#### [READING TEXT]
Multiply secures $9.5M to rebuild B2B advertising
As traditional B2B advertising struggles to keep pace with the rise of generative AI and shifting privacy rules, San Francisco–based startup Multiply has raised a reported $9.5 million to overhaul how enterprise marketers create and optimise campaigns in the ChatGPT era.
The funding, led by early-stage investors focused on AI-native SaaS, will fuel product development and go-to-market efforts aimed at brands frustrated with stagnant performance on legacy B2B ad platforms. The company positions itself as an operating system for demand generation teams, replacing disjointed tools and manual workflows with a single, intelligent layer.
Tackling “decaying” B2B ad performance
Many B2B marketers report rising customer acquisition costs, weaker conversion rates and growing difficulty in targeting decision-makers as cookies disappear and platforms tighten data access. Multiply argues that the underlying issue is structural: campaigns are still being planned, written and optimised with processes designed for a pre-AI, pre-privacy-reform web.
The startup’s platform uses AI algorithms to generate, test and iterate creative, landing pages and messaging across channels such as LinkedIn, search and programmatic display. Rather than relying on static quarterly planning, it promises continuous experimentation, feeding real-time performance signals back into models that adapt copy, offers and audience segments automatically.

#### [INFORMATION SHOWN]
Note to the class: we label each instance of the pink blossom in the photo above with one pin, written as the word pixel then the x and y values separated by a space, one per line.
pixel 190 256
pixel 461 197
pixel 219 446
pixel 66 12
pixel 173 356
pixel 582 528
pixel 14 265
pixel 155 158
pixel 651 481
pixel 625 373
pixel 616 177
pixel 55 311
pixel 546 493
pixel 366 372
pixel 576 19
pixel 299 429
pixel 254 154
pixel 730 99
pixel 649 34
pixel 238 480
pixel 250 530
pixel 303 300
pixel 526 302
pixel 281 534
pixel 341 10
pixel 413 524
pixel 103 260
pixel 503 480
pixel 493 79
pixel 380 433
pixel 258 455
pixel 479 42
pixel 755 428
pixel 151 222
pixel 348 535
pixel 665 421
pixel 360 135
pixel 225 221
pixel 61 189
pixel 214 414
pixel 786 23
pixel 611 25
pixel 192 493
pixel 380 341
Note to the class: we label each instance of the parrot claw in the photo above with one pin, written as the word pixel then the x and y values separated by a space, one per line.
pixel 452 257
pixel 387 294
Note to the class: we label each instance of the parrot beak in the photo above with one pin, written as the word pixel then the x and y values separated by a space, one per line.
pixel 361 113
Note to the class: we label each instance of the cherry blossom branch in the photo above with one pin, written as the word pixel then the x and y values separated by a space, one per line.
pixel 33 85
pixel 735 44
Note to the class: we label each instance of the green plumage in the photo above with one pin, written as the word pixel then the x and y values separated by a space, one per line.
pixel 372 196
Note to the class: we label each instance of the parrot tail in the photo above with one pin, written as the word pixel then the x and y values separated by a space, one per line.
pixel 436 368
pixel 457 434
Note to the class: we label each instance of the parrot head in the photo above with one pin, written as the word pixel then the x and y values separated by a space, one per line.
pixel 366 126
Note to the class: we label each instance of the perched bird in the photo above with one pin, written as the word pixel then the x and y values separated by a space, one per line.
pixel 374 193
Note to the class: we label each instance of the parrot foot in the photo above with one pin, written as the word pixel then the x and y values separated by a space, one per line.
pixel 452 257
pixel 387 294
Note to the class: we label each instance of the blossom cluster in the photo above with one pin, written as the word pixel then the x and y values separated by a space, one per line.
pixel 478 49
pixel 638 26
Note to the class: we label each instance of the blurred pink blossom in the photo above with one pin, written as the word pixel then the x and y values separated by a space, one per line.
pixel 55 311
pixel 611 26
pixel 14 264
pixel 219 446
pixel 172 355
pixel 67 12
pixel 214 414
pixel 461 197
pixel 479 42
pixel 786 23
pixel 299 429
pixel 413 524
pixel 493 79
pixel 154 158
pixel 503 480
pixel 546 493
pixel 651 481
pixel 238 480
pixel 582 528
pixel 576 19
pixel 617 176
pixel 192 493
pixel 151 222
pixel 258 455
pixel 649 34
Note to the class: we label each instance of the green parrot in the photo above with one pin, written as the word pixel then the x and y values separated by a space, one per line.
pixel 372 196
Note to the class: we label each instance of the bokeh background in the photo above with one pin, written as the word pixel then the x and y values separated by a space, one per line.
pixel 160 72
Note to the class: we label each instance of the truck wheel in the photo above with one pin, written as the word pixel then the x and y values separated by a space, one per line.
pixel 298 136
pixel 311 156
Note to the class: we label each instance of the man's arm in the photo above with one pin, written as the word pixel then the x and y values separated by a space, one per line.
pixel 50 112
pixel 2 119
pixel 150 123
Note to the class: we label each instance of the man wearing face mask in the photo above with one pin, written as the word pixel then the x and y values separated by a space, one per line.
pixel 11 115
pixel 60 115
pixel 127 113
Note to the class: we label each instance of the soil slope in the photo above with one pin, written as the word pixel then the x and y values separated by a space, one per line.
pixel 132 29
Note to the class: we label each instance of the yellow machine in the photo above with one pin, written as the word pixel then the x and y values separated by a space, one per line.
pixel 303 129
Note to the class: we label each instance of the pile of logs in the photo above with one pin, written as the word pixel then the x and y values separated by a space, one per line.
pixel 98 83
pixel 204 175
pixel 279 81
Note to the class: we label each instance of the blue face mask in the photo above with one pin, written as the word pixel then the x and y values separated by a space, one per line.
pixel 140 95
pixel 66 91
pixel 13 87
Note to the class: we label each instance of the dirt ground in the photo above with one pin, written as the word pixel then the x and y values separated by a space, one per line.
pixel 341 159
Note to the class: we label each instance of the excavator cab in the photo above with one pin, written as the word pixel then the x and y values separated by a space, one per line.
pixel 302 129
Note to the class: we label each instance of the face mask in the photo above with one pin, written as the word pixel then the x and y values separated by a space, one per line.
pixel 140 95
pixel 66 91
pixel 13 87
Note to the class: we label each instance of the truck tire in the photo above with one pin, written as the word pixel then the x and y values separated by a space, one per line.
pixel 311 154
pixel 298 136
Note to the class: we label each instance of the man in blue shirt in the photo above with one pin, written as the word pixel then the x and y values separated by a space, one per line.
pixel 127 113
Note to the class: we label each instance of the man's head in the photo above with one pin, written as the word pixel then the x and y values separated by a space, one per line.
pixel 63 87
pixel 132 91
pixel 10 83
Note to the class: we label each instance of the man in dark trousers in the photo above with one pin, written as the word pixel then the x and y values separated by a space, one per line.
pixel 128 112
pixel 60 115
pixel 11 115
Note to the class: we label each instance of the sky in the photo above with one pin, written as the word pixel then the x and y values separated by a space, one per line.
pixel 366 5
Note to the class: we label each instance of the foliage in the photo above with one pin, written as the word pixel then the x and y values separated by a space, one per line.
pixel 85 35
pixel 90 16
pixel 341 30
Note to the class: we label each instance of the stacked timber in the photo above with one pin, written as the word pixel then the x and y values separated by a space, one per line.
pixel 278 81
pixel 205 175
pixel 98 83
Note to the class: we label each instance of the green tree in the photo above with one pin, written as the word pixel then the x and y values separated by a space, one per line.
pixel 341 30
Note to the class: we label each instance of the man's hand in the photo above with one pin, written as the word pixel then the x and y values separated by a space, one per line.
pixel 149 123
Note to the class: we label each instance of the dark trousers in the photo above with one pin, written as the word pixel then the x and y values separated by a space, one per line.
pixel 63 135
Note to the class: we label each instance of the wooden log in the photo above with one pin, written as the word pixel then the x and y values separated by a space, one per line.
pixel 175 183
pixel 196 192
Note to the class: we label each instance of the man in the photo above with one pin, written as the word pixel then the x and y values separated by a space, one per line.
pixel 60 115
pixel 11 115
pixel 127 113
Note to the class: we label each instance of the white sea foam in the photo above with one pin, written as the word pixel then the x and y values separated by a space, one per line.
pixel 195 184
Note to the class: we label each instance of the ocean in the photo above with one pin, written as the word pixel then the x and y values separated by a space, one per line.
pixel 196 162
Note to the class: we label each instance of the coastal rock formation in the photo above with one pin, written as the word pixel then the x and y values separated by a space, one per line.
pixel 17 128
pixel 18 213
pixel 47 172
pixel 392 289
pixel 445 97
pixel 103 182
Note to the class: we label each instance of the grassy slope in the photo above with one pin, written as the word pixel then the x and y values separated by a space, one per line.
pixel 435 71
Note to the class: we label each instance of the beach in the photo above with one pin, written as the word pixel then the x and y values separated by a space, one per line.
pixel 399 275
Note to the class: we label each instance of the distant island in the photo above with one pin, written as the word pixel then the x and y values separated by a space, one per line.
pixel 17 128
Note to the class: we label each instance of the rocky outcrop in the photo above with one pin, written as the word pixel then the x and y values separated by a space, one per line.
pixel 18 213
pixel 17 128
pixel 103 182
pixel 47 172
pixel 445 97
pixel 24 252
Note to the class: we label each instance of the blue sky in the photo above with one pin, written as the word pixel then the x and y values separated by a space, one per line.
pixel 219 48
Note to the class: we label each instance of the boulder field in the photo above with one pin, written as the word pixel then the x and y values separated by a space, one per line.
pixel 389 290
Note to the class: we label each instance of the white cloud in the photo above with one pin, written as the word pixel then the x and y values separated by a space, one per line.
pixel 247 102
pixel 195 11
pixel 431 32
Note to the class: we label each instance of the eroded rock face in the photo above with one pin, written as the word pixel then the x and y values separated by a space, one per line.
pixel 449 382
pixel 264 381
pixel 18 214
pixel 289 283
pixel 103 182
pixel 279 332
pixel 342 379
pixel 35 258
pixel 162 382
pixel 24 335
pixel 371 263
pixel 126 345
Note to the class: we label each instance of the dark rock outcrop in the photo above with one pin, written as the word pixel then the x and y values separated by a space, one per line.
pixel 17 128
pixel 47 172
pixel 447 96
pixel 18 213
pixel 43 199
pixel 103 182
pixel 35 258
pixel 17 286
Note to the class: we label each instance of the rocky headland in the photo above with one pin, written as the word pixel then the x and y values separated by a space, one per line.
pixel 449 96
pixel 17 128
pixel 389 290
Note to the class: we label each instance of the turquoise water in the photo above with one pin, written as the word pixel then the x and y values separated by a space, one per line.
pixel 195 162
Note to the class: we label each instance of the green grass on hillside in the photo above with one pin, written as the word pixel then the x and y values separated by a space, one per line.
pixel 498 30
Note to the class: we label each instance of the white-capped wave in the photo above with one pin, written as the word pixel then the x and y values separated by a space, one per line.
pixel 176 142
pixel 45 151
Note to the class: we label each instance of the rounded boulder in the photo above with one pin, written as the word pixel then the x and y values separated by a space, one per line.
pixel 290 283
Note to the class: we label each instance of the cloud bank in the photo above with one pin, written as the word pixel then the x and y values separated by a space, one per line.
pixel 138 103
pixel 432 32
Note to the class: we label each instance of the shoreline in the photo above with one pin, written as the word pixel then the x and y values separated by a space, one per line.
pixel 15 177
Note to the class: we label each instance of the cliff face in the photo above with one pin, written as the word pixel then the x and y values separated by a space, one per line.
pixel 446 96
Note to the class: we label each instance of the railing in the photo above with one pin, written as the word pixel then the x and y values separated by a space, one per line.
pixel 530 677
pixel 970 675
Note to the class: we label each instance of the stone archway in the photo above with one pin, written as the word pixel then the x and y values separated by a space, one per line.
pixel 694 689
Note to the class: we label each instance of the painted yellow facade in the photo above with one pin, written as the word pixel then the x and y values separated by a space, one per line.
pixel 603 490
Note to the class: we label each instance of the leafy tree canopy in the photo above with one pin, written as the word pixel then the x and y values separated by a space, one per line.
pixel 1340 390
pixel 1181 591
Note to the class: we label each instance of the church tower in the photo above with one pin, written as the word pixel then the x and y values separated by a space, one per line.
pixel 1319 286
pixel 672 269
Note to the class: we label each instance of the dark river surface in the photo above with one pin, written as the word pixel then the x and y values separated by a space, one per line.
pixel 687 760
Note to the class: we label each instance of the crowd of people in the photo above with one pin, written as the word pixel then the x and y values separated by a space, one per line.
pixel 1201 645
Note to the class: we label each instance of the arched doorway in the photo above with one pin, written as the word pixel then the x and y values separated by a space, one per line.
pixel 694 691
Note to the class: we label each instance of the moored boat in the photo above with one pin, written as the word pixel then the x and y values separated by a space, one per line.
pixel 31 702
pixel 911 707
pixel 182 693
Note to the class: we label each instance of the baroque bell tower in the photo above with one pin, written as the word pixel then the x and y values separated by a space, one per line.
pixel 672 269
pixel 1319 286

#### [WHAT IS EXPECTED]
Carry on the article about Multiply's $9.5 million funding round from the point where it stops.

#### [EXERCISE OUTPUT]
Built for the ChatGPT and privacy-first era
Unlike generic content tools built on public large language models, Multiply is pitching an enterprise-grade stack: marketers can connect their own CRM, product and performance data to train secure, account-specific models. This is designed to respect tightening data protection and consent requirements while still enabling personalisation at scale.
Industry analysts say the opportunity is significant. B2B advertising is a multibillion-dollar market, yet many teams still rely on spreadsheets, manual reporting and fragmented analytics. If platforms like Multiply can prove that AI-driven orchestration reliably delivers more qualified pipeline with fewer wasted impressions, they are likely to become core infrastructure for growth-focused enterprises.
With fresh capital in hand, Multiply now faces the challenge of turning its vision into measurable uplift for demanding B2B marketers who have heard many promises about AI—but are still waiting for consistent, defensible results.